DOCUMENT SECTION
On the French scene in 1970, Daniel Raufast came across a poster advertising the musical Hair. Interested by all the barefooted youngsters wearing jeans, he developed a shoe concept which he believed to be more compatible with the blue-jean generation. The designer Jacques Chevallereau created the first 'jean boot'. This shoe was different: the use of nubuck; shapes that looked more like short boots than regular shoes; tough crepe soles made with natural rubber, eyelets, contrast stitching, panels and appliqués all referencing denim. The success was such that, within one season, Kickers production capacity grew from 300 to 12,000 pairs per month. Immediately successful in France, then Germany, by 1974, Kickers were selling in over 70 countries.

=== United Kingdom ===
David Bowie wore a pair of Kickers on the set of Peace on Earth/Little Drummer Boy alongside Bing Crosby in 1977. He was also photographed by Clive Arrowsmith in that same year, as well as appearing on the front cover of Melody Maker on February 18, 1978, resplendent in the brand.

TASK STATEMENT
Write the next part of the text on the history of Kickers shoes, picking up after its final sentence. The records that come next have no connection to the Kickers text.

INFORMATION PROVIDED
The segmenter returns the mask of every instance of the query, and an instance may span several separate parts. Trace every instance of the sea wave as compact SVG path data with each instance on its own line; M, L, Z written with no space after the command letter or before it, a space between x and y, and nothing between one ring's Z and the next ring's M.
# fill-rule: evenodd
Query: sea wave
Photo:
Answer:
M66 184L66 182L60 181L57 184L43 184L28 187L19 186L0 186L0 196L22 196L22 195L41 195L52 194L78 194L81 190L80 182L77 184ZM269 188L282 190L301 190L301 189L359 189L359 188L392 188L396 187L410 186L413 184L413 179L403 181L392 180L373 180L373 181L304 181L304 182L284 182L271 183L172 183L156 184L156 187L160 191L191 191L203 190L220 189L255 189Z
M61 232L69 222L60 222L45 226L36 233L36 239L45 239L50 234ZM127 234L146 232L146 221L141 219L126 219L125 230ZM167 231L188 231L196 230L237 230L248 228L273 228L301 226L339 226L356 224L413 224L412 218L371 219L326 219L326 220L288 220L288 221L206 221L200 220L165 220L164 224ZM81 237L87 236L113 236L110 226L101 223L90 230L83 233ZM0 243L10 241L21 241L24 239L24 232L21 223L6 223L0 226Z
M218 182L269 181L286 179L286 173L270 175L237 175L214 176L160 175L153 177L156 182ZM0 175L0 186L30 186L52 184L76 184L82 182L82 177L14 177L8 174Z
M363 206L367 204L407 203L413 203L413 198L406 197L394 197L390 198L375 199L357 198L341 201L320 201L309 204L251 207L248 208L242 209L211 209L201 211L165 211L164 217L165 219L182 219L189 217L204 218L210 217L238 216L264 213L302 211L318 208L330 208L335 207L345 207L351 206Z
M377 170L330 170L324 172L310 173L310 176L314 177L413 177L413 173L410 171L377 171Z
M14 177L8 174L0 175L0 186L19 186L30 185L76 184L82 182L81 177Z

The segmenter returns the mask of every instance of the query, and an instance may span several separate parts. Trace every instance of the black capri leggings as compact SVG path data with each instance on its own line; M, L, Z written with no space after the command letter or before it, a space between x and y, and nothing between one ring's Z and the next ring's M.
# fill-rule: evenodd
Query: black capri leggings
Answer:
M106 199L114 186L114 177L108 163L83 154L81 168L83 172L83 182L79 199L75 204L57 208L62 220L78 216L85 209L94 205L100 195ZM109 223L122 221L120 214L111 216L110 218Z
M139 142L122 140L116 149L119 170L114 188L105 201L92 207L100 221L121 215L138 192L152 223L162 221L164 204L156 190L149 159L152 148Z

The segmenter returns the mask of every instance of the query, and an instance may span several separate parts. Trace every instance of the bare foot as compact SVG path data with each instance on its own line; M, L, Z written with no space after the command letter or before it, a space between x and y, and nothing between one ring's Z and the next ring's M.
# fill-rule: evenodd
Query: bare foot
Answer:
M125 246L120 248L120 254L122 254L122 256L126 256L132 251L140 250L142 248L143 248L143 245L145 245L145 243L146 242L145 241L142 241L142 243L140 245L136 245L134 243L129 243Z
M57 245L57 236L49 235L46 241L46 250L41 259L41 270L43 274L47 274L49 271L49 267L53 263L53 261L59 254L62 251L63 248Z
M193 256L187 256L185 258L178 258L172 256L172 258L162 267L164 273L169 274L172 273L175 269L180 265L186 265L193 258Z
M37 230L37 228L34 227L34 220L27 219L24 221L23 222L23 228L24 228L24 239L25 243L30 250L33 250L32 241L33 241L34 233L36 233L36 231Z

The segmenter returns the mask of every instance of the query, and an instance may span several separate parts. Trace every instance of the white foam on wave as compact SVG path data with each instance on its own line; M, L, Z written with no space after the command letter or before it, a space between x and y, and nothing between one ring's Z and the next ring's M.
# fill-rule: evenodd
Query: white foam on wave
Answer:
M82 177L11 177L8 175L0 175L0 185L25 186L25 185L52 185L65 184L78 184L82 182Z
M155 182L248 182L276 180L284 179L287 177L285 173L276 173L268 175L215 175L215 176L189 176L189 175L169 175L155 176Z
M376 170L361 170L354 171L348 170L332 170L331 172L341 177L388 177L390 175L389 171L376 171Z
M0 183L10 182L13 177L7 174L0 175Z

RESPONSE TO THE TASK
During the 1980s Kickers shoes became very successful in Britain. So much so in some case, children were queuing up until 10 o'clock at night waiting upon deliveries, and when the delivery did arrive the stock would be gone in a flash. Many children also collected the flower shape tag and did not believe the shoes were real Kickers unless this tag was included.

===School shoes===
A variety of Kickers shoes, primarily the Lo and Hi top styles, have proven to be popular amongst British school children, attending secondary school, as use of school shoes.

=== Kick Hi ===
The Kick Hi boot was released in 1975.